## What you will do
Quote, word for word, every line starting at the line that contains "Where can you spot the blue football" and ending with the last line of the records; include both of these lines and no others.
····················
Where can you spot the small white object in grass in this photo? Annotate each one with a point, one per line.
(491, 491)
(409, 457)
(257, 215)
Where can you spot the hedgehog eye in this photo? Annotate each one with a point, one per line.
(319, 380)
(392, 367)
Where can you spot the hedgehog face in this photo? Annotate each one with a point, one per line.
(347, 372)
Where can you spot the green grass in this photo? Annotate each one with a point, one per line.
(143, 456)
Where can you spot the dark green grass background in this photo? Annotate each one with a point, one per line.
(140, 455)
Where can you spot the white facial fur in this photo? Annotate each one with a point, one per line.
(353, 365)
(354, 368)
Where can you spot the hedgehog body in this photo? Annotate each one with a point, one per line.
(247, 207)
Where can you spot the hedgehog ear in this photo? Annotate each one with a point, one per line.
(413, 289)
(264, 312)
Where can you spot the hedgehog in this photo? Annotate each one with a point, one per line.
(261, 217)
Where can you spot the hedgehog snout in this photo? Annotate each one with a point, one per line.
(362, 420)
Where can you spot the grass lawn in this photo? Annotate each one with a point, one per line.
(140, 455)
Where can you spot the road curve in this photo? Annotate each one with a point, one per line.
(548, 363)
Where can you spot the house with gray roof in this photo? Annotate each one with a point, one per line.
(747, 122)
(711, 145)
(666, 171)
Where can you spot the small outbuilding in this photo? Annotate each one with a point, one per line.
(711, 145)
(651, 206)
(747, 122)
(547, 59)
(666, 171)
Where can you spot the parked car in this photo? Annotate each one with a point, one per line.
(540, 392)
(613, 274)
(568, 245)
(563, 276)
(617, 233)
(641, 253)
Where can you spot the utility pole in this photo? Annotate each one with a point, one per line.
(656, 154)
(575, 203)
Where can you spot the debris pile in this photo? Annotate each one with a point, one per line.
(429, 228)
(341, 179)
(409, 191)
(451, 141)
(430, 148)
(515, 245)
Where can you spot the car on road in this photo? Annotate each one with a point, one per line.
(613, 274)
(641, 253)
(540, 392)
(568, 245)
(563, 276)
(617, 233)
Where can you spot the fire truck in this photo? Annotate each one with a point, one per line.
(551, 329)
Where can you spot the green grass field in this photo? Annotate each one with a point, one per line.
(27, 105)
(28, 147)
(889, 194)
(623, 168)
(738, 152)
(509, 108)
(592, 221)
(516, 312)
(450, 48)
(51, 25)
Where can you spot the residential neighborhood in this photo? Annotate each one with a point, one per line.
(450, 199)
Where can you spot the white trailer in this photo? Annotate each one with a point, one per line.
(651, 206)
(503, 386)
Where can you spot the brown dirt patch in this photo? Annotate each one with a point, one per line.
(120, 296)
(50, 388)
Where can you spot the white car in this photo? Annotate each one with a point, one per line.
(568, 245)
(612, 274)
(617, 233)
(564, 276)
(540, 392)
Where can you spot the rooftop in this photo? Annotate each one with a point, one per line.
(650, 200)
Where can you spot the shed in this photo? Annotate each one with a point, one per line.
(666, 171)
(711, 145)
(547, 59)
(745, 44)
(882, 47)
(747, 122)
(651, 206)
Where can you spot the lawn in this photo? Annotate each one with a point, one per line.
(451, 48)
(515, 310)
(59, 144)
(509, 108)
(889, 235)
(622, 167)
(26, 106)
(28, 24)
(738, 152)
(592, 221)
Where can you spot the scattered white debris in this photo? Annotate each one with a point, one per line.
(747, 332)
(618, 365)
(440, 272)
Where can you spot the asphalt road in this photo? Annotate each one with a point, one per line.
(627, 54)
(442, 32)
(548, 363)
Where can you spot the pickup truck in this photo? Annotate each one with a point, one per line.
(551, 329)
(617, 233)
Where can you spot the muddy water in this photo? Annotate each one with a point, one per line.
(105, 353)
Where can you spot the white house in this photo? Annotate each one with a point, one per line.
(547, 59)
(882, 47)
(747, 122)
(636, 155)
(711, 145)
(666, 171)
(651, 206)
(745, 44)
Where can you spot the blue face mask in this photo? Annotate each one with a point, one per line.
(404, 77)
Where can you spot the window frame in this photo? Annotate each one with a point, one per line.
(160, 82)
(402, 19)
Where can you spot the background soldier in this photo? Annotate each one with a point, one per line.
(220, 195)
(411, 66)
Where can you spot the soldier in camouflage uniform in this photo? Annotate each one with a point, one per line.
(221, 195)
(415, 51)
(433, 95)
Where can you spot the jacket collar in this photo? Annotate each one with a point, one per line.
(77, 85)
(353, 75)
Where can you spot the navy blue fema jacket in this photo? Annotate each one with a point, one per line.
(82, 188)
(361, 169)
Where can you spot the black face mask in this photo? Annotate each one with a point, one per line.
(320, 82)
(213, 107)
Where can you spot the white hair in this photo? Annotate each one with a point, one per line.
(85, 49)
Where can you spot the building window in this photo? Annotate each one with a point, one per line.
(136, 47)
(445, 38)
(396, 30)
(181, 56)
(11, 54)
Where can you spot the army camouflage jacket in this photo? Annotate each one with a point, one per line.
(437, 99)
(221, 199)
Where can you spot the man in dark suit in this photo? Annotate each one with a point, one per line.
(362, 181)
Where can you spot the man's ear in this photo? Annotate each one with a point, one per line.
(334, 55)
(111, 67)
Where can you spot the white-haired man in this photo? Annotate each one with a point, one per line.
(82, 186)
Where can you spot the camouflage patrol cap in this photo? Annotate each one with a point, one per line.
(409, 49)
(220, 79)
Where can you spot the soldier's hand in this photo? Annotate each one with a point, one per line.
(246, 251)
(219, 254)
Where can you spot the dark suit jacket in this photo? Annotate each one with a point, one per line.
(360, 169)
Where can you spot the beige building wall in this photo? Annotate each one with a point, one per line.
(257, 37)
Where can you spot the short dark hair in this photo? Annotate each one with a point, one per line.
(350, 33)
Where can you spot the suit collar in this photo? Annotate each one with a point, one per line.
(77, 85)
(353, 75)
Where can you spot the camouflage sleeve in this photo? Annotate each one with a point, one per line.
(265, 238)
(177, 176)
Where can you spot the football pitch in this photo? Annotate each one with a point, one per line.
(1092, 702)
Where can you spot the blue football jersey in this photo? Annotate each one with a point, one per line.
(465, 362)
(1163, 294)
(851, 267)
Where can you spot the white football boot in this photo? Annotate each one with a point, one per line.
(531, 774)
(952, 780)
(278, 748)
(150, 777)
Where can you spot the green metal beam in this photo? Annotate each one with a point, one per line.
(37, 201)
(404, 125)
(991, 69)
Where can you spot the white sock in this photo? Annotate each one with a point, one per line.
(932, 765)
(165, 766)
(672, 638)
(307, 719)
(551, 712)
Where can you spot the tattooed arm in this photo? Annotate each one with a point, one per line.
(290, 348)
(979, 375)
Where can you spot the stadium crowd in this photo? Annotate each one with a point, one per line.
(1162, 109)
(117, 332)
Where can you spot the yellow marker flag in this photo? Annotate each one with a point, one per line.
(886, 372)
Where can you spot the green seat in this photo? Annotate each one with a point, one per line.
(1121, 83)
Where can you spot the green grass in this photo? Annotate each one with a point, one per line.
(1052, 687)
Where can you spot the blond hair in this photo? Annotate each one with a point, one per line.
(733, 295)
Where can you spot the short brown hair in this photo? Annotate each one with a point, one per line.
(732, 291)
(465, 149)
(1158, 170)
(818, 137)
····················
## Response for this exercise
Where can you spot the blue football jersey in this photo? Annotate each one with a point, one per line.
(465, 362)
(1163, 294)
(851, 267)
Where can you spot the white football boot in this photo? Annotate each one with a point, one per line.
(531, 774)
(952, 780)
(278, 748)
(150, 777)
Where can you spot the green metal beam in this photo? Annotate each one with a point, one per line.
(37, 201)
(404, 125)
(991, 69)
Where can you spot the white sock in this photo? Annotate each one with a point, one per line.
(932, 765)
(165, 766)
(672, 638)
(307, 719)
(551, 712)
Where can you spot the tattooed arm in this photo? Annotate each one with a point, one per line.
(290, 348)
(979, 375)
Where can you spot the stadium crowd in this photo? Annotate each one with a point, one per line.
(1162, 109)
(117, 332)
Where can you spot the yellow marker flag in this photo? Annotate each one with a point, one per line.
(886, 372)
Where can you spot the green seat in this photo? Annotate each one with a point, one per line.
(1121, 83)
Where can you spot the green grass in this photo? Annotate each one with a point, one per line.
(1052, 687)
Where can you spot the blond hair in this photo? Annotate each one with a point, one per line.
(733, 295)
Where can you spot the short brown hair in this photo? Annotate each one with a point, one per line.
(732, 291)
(465, 149)
(1158, 170)
(818, 137)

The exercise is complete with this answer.